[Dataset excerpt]
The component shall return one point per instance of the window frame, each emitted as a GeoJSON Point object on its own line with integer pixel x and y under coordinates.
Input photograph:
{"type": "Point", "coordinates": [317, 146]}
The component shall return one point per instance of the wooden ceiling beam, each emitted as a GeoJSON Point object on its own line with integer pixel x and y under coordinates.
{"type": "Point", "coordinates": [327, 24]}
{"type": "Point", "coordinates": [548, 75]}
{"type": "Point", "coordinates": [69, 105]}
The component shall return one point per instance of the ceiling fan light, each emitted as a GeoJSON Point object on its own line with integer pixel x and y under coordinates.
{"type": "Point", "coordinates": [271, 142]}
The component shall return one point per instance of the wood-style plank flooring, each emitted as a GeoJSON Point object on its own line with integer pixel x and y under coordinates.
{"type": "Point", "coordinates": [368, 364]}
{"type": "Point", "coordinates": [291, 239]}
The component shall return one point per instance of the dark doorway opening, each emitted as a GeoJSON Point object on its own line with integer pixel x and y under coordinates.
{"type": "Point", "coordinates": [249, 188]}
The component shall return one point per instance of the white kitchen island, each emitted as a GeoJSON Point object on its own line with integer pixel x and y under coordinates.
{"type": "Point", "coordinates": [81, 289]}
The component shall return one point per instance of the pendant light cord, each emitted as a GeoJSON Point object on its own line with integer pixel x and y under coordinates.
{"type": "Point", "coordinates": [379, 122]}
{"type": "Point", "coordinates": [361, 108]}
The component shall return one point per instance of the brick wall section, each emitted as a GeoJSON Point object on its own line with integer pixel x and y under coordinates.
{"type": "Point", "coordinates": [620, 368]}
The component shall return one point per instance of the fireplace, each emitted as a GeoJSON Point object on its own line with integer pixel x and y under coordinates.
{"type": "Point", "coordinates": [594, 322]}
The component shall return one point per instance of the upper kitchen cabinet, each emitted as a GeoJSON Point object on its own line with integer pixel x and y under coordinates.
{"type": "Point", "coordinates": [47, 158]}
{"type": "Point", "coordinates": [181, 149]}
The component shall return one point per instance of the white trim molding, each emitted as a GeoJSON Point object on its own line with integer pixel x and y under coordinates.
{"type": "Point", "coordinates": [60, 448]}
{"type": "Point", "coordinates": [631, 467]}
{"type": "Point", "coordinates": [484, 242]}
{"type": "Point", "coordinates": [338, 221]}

**EXERCISE DESCRIPTION**: Repeat the records exactly, including every line.

**OUTPUT OF THE TASK**:
The component shall return one point per instance of the window frame, each emitted as a GeoJSON Point object on its own line with integer pixel x and y under coordinates.
Input photograph:
{"type": "Point", "coordinates": [317, 146]}
The component shall return one point per instance of the wooden ceiling beam, each emitted as a GeoJSON Point object on its own line with integer pixel x and y under coordinates.
{"type": "Point", "coordinates": [327, 24]}
{"type": "Point", "coordinates": [548, 75]}
{"type": "Point", "coordinates": [69, 105]}
The component shall return one point per instance of the ceiling fan light, each emitted as a GeoJSON Point object on its own line with integer pixel x and y under coordinates.
{"type": "Point", "coordinates": [271, 142]}
The component shall return one point per instance of the wood-style plank flooring, each emitted as a GeoJSON Point object on its own line with integer pixel x and y under coordinates.
{"type": "Point", "coordinates": [368, 364]}
{"type": "Point", "coordinates": [291, 239]}
The component shall return one point per instance of the dark doorway opening, each emitted as a GeoJSON Point object on its own line with integer pixel x and y under coordinates.
{"type": "Point", "coordinates": [249, 188]}
The component shall return one point per instance of the white kitchen island, each emitted as a GeoJSON Point object on its own line with integer pixel x and y under coordinates.
{"type": "Point", "coordinates": [81, 289]}
The component shall return one point per instance of the pendant light cord, each emitted as a GeoJSON Point object on its own line with integer pixel x and y under coordinates.
{"type": "Point", "coordinates": [379, 122]}
{"type": "Point", "coordinates": [361, 108]}
The component shall return one point per instance of the brick wall section, each emitted as a GeoJSON Point object on its own line with integer pixel x and y under coordinates.
{"type": "Point", "coordinates": [620, 368]}
The component shall return one point per instance of the fireplace, each emitted as a GeoJSON Point object on its own line with integer pixel x and y under coordinates.
{"type": "Point", "coordinates": [594, 322]}
The component shall return one point per instance of the upper kitchen cabinet, each emitted as a GeoJSON Point object on its own line with integer pixel x and y under coordinates.
{"type": "Point", "coordinates": [47, 158]}
{"type": "Point", "coordinates": [181, 149]}
The component shall return one point per instance of the white trim molding, each emitted as a GeoJSON Point object on its own line with integer pixel x and y under coordinates.
{"type": "Point", "coordinates": [60, 448]}
{"type": "Point", "coordinates": [631, 467]}
{"type": "Point", "coordinates": [484, 242]}
{"type": "Point", "coordinates": [338, 221]}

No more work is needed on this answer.